[EXERCISE DETAILS] Resume the post about Apache serving a named pipe, continuing from its final sentence.

[DOCUMENT SEGMENT]
------------------------
Posted by Mysterious Mose <we...@drdemento.com>.
Good morning Tom,

    Thank you for your response! It's too bad things aren't as simple as I
think they should be. :-)

    I do understand how named pipes work in general on Unix, how you must
have a reader and a writer for anything to happen.

    If I create a named pipe and have no writer process, but then try to
more or cat that file, it just hangs waiting for a writer. Once data
goes in, the cat proceeds to dump it out as it should.

    So my expectation was that apache would output nothing in response to
the GET request until data was being written to the pipe. I figure it
might time out after some period of nothing being written, but wasn't
counting on that. But a 401 error seems really weird to me, and I get
that whether or not there's a writer process on the named pipe.
------------------------
[Point placement records]

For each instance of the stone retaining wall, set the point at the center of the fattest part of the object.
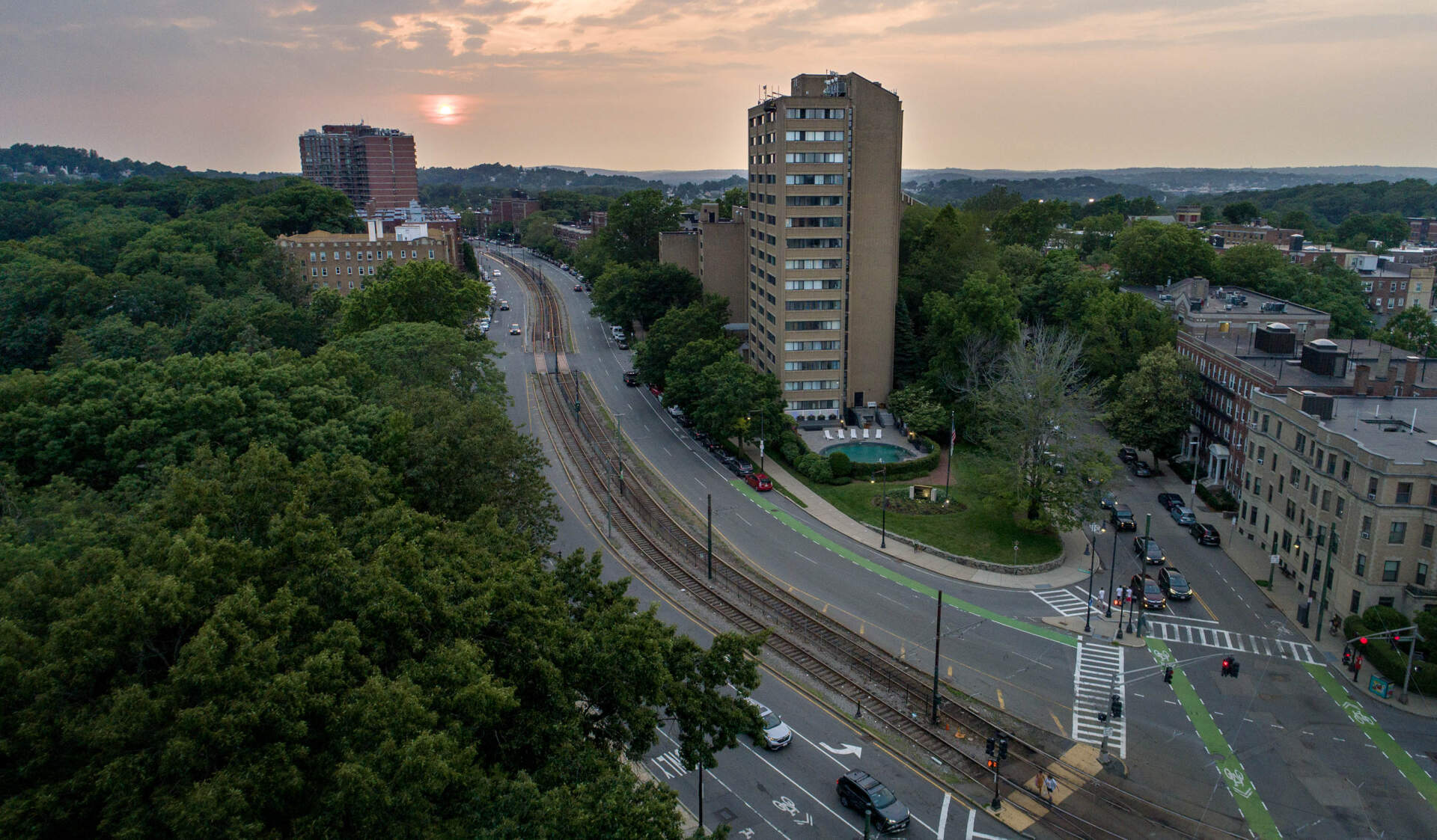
(974, 562)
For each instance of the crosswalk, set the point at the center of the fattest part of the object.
(1096, 677)
(1229, 641)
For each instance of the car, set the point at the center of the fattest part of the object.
(759, 482)
(865, 794)
(1174, 583)
(1204, 535)
(1149, 549)
(776, 734)
(1153, 598)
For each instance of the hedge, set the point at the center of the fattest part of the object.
(1388, 662)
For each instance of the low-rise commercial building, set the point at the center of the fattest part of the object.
(1344, 488)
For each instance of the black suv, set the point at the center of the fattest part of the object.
(1204, 535)
(864, 793)
(1149, 549)
(1174, 583)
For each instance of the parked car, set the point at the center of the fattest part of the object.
(1153, 598)
(1204, 535)
(1149, 549)
(776, 734)
(864, 793)
(1174, 583)
(759, 482)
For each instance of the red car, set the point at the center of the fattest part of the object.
(759, 482)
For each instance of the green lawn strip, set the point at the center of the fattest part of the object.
(1377, 734)
(969, 607)
(974, 532)
(1232, 770)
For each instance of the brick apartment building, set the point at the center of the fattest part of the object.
(374, 167)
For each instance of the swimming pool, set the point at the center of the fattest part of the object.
(870, 453)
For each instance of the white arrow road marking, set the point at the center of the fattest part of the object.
(846, 750)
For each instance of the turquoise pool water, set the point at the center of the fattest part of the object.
(870, 453)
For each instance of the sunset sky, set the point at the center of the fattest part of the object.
(665, 84)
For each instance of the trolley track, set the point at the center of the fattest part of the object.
(888, 691)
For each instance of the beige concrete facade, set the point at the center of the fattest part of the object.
(1355, 467)
(823, 239)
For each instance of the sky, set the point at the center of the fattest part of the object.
(665, 84)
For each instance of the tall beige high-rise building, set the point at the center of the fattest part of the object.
(824, 214)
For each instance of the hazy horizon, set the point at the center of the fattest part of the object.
(644, 85)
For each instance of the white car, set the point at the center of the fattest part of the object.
(776, 734)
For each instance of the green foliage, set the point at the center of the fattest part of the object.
(1150, 253)
(427, 290)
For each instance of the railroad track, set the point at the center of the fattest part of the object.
(887, 691)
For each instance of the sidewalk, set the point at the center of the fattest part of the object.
(1073, 571)
(1249, 552)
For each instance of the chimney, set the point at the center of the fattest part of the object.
(1360, 375)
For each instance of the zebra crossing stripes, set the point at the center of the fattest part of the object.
(1065, 602)
(1230, 641)
(1096, 677)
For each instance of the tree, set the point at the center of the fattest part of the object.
(701, 319)
(424, 290)
(1153, 407)
(1032, 404)
(1412, 329)
(1151, 253)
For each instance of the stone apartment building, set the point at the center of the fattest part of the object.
(1344, 488)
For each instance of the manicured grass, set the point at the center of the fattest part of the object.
(976, 532)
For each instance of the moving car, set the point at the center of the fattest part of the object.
(1153, 598)
(776, 734)
(1149, 549)
(1204, 535)
(864, 793)
(1174, 583)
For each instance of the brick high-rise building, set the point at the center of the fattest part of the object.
(374, 167)
(823, 233)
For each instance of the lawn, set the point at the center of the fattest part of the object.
(974, 532)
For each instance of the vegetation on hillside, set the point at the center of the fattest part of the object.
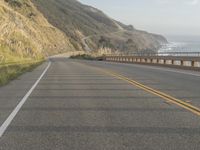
------------------------
[RESPONSE TO THIS TASK]
    I can accomplish what I want through CGI, but I was trying to work
around a process time limit on a shared server. The CGI script gets
killed if it runs too long, so my "brilliant" idea (so I thought!) was
to use a named pipe instead, and have the CGI program spawn off a new
process every so often to avoid being killed by the process time
limit. So much for that idea. Sounds like it's either back to the
drawing board, or on to a new host that doesn't impose this limit on
CGI program runtimes. (I could understand a limit on CPU time, but
their limit is on wall clock time, and the limit is only 2 or 3
minutes, which seems unreasonable to me.)

Thank You!
MM

> On Thu, Mar 22, 2012 at 1:56 PM, Mysterious Mose
> <we...@drdemento.com> wrote:
>> Good morning,
>>
>> [â¦]
>>
>>    Why is this so difficult, and why aren't more people interested in
>> doing this? It seems like such a simple thing to do. If I create a
>> named pipe and write data to it, cat can get the data out, along with
>> many other programs. So why is apache different? Is it intentionally
>> trying to avoid reading data from named pipes, or is there some
>> low-level operating system issue that makes it difficult, which cat
>> has no problem with because it's part of the shell?
>>
>>    Thank you for any insight!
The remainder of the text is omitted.